### TASK DIRECTIONS
Provide the number of lines in the records that hold the string "ground", without any other words.
[[ DATA LISTING, beginning ]]
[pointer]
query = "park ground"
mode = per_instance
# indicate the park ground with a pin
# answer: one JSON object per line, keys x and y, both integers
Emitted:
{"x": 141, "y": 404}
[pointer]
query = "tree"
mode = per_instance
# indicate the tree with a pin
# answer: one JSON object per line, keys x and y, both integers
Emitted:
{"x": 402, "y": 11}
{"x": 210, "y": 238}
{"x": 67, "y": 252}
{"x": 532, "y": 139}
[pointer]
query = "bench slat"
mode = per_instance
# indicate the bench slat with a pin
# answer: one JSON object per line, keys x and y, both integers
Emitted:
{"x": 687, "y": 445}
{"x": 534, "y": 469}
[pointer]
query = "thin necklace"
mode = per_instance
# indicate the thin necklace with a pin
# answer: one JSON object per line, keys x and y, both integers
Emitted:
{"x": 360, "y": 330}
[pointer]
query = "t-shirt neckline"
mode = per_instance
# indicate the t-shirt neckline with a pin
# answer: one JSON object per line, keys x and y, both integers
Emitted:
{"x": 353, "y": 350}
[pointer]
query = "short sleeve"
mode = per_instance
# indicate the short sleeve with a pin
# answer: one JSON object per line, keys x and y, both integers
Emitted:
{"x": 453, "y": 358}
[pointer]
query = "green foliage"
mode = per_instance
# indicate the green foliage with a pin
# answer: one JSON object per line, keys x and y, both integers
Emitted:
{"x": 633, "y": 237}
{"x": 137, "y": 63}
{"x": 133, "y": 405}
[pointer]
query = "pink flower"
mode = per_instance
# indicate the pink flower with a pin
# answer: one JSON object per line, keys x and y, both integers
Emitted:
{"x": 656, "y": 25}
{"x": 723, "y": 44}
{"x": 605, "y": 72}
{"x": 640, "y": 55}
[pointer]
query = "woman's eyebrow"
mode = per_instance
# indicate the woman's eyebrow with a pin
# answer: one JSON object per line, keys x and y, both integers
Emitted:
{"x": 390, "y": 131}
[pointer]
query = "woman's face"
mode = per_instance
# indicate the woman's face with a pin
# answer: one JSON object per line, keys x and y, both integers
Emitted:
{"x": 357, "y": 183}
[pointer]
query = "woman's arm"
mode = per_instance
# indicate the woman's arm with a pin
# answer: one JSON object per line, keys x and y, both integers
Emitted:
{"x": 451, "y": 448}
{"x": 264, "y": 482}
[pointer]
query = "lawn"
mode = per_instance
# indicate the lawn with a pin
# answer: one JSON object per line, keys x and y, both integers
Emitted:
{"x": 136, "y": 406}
[[ DATA LISTING, end ]]
[[ DATA LISTING, beginning ]]
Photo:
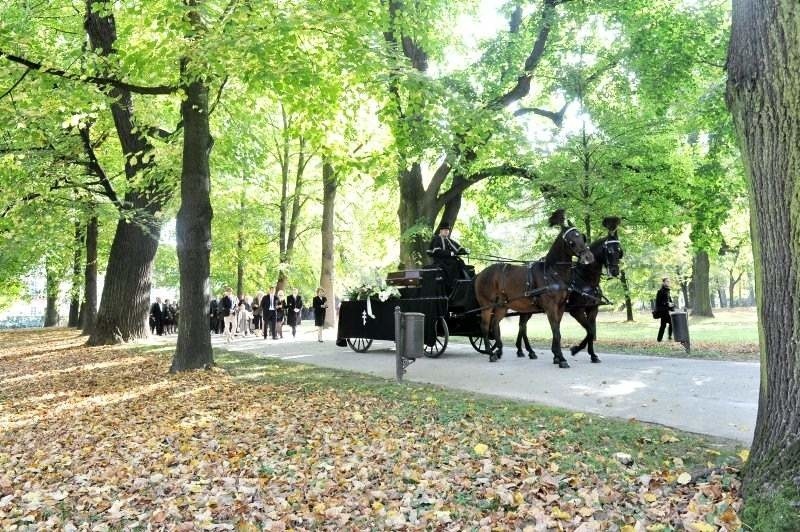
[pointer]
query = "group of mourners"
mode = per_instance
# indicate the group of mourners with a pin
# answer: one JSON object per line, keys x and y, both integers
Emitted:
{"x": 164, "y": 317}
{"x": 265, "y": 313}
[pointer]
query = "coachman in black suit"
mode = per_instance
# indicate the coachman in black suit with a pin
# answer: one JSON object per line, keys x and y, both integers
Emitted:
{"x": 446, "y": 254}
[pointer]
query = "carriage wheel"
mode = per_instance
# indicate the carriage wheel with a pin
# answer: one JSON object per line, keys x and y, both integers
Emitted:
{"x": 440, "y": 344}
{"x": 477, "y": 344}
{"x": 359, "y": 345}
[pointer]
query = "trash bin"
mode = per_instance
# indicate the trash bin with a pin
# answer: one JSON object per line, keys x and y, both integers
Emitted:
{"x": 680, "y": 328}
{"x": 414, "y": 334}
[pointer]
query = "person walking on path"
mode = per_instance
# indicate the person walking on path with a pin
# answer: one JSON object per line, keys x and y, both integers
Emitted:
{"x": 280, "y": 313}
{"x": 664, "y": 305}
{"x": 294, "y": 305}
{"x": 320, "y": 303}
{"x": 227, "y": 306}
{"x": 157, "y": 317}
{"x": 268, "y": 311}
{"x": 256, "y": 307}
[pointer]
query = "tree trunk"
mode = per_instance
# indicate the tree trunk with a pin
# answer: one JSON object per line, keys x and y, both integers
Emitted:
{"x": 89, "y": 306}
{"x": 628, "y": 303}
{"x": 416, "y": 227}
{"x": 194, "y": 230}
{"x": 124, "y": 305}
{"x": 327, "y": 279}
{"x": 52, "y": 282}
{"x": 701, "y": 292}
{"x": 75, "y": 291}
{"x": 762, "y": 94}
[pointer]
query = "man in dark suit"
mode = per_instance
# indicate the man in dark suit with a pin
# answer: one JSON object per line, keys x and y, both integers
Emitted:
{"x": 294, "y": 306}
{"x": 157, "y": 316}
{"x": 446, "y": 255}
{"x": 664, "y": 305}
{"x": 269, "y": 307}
[[ DATA LISTING, end ]]
### RESULT OF THIS EXERCISE
2